[Records of labeled points]
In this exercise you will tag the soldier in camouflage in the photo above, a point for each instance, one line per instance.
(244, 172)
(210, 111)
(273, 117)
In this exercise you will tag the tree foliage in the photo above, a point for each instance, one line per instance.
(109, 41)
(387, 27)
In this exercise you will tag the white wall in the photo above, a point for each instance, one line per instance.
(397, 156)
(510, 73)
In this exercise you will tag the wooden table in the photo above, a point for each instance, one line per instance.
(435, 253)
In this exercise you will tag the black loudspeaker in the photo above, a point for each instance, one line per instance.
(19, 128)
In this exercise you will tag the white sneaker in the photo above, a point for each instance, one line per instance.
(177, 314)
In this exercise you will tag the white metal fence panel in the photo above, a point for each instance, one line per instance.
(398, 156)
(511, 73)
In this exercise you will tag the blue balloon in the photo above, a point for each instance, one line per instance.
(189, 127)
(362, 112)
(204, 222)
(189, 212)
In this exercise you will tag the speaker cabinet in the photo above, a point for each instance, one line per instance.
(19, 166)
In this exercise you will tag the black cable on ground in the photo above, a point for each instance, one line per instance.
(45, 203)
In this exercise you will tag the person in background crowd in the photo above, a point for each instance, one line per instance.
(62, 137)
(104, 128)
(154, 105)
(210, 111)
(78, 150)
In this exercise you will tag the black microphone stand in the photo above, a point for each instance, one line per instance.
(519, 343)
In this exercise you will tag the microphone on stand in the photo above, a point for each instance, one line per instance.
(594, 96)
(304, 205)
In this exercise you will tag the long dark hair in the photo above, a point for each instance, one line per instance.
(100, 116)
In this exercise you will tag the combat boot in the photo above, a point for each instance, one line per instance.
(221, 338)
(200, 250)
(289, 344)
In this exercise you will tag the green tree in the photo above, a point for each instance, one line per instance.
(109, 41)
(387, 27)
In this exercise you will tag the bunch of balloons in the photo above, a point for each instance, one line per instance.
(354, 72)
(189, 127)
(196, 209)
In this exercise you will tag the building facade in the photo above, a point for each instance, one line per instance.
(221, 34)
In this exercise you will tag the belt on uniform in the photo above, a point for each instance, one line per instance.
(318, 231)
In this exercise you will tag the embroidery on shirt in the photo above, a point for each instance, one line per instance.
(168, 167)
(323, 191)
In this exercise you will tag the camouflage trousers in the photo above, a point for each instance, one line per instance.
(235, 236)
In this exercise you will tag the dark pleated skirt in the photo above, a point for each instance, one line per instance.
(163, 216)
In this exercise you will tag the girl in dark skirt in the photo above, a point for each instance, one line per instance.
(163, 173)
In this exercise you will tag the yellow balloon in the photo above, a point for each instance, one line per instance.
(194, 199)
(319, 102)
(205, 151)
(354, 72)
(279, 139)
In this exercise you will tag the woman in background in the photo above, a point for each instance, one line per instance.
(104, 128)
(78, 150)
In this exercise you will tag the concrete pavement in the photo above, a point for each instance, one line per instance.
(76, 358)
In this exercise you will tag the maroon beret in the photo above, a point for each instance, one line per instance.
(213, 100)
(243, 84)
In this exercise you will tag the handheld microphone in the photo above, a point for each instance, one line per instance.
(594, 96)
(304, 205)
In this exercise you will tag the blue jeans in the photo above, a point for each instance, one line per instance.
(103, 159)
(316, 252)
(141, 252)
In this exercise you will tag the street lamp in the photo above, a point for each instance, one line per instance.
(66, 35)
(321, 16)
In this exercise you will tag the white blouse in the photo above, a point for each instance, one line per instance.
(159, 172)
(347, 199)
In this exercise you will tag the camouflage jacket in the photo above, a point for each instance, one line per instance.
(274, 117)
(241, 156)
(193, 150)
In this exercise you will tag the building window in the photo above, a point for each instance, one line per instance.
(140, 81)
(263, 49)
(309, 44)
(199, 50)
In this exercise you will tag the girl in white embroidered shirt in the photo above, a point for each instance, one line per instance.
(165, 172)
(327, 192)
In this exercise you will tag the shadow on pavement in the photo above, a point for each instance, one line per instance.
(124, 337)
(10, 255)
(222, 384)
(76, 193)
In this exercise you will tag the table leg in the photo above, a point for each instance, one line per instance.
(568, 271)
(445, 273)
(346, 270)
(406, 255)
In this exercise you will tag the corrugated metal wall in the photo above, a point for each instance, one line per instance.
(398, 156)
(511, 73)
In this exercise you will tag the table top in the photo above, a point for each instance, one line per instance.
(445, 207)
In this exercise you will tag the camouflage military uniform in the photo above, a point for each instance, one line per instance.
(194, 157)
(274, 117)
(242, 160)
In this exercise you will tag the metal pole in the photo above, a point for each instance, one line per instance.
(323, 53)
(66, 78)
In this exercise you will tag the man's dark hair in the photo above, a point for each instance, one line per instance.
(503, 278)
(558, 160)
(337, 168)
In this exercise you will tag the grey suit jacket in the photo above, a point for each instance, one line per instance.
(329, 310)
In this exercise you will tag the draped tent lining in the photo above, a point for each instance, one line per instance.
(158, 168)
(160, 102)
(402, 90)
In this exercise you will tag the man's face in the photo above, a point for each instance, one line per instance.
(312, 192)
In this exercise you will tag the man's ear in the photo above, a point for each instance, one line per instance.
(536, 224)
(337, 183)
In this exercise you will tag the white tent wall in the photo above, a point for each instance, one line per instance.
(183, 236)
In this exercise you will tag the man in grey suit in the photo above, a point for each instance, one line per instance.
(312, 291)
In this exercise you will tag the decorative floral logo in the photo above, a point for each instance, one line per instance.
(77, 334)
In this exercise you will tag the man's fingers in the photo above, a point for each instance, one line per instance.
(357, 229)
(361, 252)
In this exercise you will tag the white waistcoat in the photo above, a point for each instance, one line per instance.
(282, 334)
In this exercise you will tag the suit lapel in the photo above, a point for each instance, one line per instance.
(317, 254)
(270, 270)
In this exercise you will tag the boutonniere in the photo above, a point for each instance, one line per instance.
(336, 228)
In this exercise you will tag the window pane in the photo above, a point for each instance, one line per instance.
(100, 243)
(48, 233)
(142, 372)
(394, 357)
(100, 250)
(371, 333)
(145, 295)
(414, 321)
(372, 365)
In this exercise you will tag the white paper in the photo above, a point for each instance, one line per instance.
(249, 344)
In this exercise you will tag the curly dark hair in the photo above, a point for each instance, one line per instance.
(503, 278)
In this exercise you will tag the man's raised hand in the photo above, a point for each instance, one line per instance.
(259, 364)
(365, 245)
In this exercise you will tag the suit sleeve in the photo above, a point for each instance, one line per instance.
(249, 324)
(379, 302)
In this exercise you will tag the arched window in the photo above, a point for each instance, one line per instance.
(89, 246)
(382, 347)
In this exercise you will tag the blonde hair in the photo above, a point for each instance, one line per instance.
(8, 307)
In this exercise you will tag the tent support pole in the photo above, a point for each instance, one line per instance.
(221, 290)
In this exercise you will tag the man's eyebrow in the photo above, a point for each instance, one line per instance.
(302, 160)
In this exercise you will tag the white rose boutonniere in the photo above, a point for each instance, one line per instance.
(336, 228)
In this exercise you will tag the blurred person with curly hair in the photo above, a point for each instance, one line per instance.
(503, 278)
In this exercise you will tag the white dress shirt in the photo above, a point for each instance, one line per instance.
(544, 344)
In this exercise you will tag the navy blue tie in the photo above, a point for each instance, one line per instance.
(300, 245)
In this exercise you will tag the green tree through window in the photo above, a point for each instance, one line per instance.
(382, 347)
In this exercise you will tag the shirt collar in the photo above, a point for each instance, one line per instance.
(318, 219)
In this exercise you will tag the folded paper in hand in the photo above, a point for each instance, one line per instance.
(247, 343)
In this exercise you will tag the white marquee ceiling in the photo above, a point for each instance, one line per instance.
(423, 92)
* * *
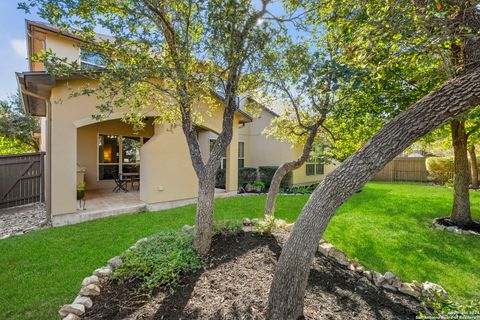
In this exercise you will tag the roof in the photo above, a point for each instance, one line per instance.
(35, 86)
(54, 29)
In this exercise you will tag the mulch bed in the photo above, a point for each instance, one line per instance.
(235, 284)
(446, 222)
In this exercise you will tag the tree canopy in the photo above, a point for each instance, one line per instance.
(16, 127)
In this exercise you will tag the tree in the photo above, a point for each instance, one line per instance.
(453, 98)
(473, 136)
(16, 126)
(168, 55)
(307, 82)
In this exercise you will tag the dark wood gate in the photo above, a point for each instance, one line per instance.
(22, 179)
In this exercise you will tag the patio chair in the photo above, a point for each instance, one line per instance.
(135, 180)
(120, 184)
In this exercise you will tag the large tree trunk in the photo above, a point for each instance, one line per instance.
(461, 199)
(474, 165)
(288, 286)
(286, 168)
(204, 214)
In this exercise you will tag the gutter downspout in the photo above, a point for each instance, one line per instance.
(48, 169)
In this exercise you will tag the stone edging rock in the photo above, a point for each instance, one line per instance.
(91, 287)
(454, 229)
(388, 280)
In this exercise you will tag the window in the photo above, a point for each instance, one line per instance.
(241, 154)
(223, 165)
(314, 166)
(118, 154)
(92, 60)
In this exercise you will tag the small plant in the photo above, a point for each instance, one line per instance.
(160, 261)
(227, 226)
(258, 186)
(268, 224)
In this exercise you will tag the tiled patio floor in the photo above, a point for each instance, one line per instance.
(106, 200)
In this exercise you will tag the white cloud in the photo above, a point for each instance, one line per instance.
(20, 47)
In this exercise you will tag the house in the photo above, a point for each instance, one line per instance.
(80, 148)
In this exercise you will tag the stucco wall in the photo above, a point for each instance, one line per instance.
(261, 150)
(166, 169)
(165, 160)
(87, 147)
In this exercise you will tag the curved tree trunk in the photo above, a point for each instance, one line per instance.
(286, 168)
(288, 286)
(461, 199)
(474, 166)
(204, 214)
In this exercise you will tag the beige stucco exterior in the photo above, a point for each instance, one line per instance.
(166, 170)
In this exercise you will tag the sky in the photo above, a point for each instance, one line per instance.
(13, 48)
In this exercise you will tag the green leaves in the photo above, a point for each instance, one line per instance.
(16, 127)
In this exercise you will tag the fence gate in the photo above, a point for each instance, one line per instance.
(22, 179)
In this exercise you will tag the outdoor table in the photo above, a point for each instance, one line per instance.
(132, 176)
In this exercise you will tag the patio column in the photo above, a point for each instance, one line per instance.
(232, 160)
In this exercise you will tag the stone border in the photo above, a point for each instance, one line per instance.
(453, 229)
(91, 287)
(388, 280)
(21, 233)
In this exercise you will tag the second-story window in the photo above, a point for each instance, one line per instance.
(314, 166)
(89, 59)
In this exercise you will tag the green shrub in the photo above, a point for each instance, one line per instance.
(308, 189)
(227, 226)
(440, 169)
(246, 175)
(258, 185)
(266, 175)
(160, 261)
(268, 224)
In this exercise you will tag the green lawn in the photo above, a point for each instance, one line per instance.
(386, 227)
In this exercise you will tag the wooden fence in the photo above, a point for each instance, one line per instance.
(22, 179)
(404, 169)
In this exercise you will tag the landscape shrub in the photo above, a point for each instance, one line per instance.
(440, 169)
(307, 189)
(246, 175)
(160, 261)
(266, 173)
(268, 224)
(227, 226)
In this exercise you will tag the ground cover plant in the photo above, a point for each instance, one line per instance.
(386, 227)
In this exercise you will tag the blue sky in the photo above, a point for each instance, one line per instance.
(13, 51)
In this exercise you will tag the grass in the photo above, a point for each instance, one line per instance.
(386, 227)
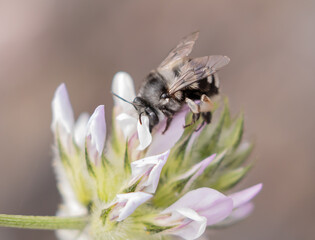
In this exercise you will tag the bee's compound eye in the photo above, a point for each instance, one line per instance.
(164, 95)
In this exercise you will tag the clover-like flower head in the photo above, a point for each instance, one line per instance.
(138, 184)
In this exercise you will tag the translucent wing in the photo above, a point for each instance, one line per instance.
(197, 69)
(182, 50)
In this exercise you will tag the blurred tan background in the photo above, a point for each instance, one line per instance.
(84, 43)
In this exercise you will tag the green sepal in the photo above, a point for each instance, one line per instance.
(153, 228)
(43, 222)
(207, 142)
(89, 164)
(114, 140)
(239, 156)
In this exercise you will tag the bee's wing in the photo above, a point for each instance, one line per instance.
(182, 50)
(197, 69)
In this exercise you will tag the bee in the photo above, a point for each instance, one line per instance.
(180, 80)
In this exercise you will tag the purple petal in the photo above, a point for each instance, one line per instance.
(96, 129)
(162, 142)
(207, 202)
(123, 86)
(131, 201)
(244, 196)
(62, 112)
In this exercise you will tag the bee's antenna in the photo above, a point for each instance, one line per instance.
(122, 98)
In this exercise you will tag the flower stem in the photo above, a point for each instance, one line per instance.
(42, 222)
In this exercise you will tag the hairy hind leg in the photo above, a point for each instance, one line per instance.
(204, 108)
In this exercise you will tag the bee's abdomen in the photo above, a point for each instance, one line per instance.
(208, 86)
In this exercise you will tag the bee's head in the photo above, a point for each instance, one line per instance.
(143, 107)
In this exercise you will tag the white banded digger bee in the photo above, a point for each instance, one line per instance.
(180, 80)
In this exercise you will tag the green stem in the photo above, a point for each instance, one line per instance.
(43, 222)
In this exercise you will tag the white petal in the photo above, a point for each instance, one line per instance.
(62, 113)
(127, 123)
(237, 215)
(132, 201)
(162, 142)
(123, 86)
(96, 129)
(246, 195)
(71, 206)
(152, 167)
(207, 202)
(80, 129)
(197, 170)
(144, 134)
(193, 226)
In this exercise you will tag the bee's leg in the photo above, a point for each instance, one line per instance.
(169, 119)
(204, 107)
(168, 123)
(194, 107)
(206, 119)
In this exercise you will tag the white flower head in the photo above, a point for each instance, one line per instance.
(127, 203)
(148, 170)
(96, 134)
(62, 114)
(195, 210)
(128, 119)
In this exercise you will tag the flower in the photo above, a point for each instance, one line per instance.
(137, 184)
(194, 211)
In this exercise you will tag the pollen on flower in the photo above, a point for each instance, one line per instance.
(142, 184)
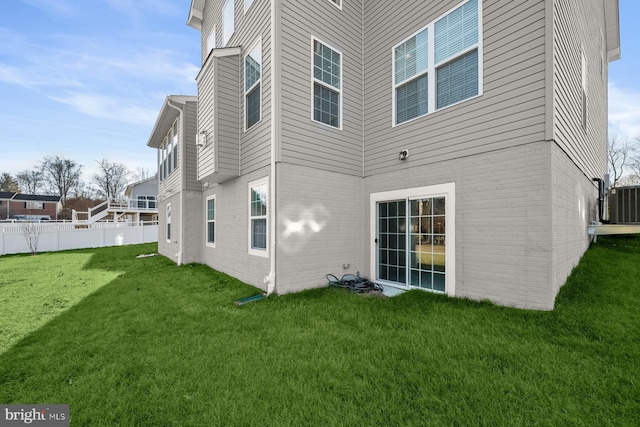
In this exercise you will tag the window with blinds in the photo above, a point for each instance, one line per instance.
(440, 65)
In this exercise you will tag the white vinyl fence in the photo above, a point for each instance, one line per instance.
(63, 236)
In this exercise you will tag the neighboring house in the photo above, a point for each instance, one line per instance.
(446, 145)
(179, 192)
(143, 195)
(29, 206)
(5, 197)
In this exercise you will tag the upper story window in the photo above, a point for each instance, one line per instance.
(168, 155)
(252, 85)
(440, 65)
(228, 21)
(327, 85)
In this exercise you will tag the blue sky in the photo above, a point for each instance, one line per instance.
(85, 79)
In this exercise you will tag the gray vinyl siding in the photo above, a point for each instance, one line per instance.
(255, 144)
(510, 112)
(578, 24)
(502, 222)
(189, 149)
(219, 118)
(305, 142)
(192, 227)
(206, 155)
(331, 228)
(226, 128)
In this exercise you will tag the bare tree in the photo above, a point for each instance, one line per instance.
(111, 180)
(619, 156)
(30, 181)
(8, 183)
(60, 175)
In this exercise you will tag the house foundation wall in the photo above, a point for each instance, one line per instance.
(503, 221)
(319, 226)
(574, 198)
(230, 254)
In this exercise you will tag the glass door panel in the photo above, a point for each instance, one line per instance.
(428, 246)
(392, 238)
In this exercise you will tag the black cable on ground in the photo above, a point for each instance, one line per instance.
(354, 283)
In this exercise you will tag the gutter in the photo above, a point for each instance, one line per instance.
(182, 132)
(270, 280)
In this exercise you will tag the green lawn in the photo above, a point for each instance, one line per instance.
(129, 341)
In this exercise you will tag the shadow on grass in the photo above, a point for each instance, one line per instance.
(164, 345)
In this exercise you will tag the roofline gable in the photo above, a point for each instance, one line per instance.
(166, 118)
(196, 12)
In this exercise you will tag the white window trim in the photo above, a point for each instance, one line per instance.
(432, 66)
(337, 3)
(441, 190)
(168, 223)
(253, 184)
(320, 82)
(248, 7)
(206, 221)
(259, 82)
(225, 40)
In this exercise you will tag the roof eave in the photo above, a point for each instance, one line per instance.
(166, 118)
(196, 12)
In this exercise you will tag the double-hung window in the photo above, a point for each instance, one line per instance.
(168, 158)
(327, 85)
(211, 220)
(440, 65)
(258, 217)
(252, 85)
...
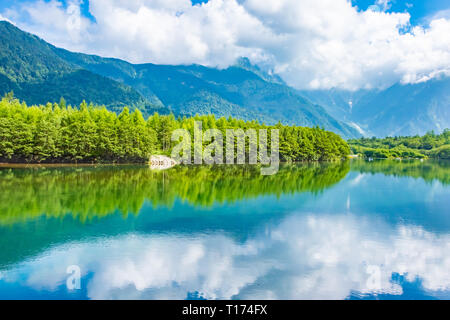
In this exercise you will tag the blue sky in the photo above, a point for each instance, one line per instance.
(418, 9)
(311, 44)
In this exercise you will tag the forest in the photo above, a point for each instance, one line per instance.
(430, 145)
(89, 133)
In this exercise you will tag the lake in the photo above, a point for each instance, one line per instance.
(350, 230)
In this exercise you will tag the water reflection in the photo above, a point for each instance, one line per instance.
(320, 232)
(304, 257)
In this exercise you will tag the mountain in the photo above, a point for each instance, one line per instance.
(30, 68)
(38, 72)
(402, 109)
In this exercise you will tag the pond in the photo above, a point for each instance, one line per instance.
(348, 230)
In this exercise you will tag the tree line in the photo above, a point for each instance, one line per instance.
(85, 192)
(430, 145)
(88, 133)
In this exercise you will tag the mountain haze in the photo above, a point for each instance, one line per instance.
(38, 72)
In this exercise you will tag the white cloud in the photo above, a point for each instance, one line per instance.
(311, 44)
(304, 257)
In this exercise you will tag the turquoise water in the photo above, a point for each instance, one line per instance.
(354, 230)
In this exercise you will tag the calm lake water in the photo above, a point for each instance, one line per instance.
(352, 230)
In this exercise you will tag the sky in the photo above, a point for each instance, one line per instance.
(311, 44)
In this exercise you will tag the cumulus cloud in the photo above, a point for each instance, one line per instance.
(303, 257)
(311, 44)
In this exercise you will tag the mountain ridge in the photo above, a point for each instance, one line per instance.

What you are asked to do: Please filter the lines above and copy each one that contains the string "stem". Case counts.

Output:
In this exercise you will tag the flower stem in the photo above, a point for each instance, one line per instance.
In this exercise you will tag the green stem in the photo above, a point for each instance, one line per instance.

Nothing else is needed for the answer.